Reproduce every one of the following records word for word, keeping each line in its original order.

### INPUT DATA
══════════

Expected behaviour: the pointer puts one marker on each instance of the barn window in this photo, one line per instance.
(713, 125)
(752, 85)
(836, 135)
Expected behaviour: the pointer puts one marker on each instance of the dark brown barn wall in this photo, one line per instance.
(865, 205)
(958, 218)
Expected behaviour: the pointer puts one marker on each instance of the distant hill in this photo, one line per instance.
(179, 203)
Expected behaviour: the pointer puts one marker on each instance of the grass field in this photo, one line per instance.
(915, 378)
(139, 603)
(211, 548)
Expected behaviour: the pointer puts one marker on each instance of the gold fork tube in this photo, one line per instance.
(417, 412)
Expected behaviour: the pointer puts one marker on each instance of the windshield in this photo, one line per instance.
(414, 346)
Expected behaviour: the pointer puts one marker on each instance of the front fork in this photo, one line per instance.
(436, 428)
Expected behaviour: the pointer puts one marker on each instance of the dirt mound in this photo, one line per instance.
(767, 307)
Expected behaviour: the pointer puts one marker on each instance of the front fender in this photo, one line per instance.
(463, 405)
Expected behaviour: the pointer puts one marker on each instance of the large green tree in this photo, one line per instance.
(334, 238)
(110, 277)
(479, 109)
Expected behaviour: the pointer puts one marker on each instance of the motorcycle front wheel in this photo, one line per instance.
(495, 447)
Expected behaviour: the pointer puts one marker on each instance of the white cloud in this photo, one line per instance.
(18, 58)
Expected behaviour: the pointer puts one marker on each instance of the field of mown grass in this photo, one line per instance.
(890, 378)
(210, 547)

══════════

### RESULT
Expected behaviour: the pointer puts one marker on each instance of the barn window in this photo, one line per instance.
(713, 125)
(752, 85)
(836, 135)
Expected behaviour: the pointer puts one marker on each instance of the dark brown barn wall in this photo, one line per instance.
(865, 205)
(958, 218)
Expected behaviour: the pointer puts one marker on each instance of the distant hill in this photo, one line per instance.
(179, 203)
Expected behaviour: the pointer puts one marker on each instance of the grass field in this photo, one line per instance.
(915, 378)
(139, 603)
(211, 548)
Expected behaviour: the pointer puts one marker on each instance of the gold fork tube in this photo, one line per instance.
(417, 412)
Expected behaviour: the pointer puts one marker on each instance of the windshield in this photo, one line per instance.
(414, 346)
Expected behaviour: the pointer puts one marker on each instance of the front fork in this photo, one line per instance.
(436, 428)
Expected behaviour: the pointer puts one marker on each instance of the dirt mound in this photo, one line per instance.
(767, 307)
Expected behaviour: the pointer puts one marker on each instance of the front fender in this photo, one line per instance.
(463, 405)
Expected behaviour: the pointer puts one marker on each instance of the large green tree in this photo, one line per instance.
(334, 238)
(110, 277)
(479, 109)
Expected behaviour: the pointer puts one marker on each instance of the motorcycle front wheel in this photo, one line per instance.
(495, 447)
Expected behaviour: the pointer puts one marker on each instance of the white cloud in this photo, one line per instance.
(18, 58)
Expected behaviour: the pointer puts one marker on each instance of the field of mown grass in this photo, one line per instance.
(890, 378)
(210, 547)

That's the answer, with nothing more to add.